Instrução A ▸ Transforma em lista numerada, sem as linhas em branco, apenas o trecho das entradas que vai da linha que contém "around the ceiling" até ao fim das entradas, com ambas as extremidades incluídas.

Excerto do texto ▸
O que na verdade está a fazer o CIP? No âmbito das suas atribuições, o CIP organizou uma campanha pública contra o pagamento das famigeradas dívidas ocultas. Não sendo a primeira campanha do género que apoia, a novidade é que o CIP estampou camisetas nas quais na parte da frente escreveu “Eu Não Pago as Dívidas Ocultas” e por trás colocou o montante total dessa dívida contraída ilegalmente. Seguidamente, convidou os cidadãos interessados a, querendo, irem buscar à sede do CIP uma camiseta dessas ou então a mandar estampar uma com dizeres semelhantes para com o seu uso manifestarem contra o pagamento das dívidas ilícitas.
Objetivamente este foi “o crime lesa-pátria” cometido pelo CIP. Promover uma campanha para mobilizar os cidadãos interessados a dessa forma pressionarem ou persuadirem o Estado moçambicano a não pagar as fatídicas dívidas ilícitas – em bom rigor, deveria ser para pressionar a não continuarmos a pagá-la; pois há muito que já as pagamos directa e indirectamente e com graves repercussões negativas a nível político, económico e social.
A primeira perplexidade que se me coloca é a seguinte: porque se considera ilícito uma que uma ONG cujo objectivo – contido no seu Estatuto aprovado pelo Governo – é a promoção e defesa da integridade pública, esteja a cumprir com o propósito para o qual foi criada? Conquanto, goste-se ou não se goste da campanha do CIP, ela traduz uma acção de cumprimento dos objectivos para o qual esta organização foi criada e autorizada a exercer actividade no nosso País. Mobilizar os cidadãos para se manifestarem a fim de pressionarem o Poder Político a não continuar a pagar uma dívida ilegal, odiosa e altamente danosa; contraída criminosamente contra os interesses e prioridades do povo moçambicano não é nada mais e nada menos do que uma actuação dentro da esfera da promoção e defesa da integridade pública. Ninguém em sã consciência pode acusar o CIP de neste caso não estar a cumprir as funções para os quais foi criado – note que o CIP existe porque o Governo aprovou os seus Estatutos, considerou os seus objectivos lícitos e socialmente relevantes e, por isso, deu-lhe existência jurídica e autorizou a sua entrada em funcionamento.
O segundo motivo de espanto é o de não saber ter a capacidade de antever que teoria jurídica foi desenvolvida – certamente por uma mente brilhante – para considerar esta campanha do CIP um acto de Polícia e contra ela se mobilizar uma força policial expressiva para impedir que esta organização cumpra com a sua missão e que os cidadãos e interessados em dar expressão à campanha do CIP possam livremente manifestar-se contra a continuidade de pagamento das mal-afamadas dívidas ocultas.

Registos ▸
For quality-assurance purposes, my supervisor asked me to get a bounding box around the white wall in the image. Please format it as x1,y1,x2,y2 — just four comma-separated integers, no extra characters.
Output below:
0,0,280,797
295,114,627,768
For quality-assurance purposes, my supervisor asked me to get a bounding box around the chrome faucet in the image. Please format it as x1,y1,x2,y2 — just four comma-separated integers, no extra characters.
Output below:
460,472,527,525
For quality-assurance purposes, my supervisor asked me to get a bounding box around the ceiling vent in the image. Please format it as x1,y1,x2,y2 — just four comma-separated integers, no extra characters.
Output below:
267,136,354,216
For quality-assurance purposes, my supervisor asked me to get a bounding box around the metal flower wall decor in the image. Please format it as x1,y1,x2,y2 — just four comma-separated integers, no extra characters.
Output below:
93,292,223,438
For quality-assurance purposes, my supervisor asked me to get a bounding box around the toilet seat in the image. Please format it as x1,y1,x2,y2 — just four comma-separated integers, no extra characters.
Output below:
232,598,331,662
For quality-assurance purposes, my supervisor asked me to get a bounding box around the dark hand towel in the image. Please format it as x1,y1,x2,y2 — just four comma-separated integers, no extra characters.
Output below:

Instrução B ▸ Segundo o excerto do texto, que frase escreveu o CIP na parte da frente das camisetas?

Resposta correta A ▸
1. For quality-assurance purposes, my supervisor asked me to get a bounding box around the ceiling vent in the image. Please format it as x1,y1,x2,y2 — just four comma-separated integers, no extra characters.
2. Output below:
3. 267,136,354,216
4. For quality-assurance purposes, my supervisor asked me to get a bounding box around the metal flower wall decor in the image. Please format it as x1,y1,x2,y2 — just four comma-separated integers, no extra characters.
5. Output below:
6. 93,292,223,438
7. For quality-assurance purposes, my supervisor asked me to get a bounding box around the toilet seat in the image. Please format it as x1,y1,x2,y2 — just four comma-separated integers, no extra characters.
8. Output below:
9. 232,598,331,662
10. For quality-assurance purposes, my supervisor asked me to get a bounding box around the dark hand towel in the image. Please format it as x1,y1,x2,y2 — just four comma-separated integers, no extra characters.
11. Output below:

Resposta correta B ▸ “Eu Não Pago as Dívidas Ocultas”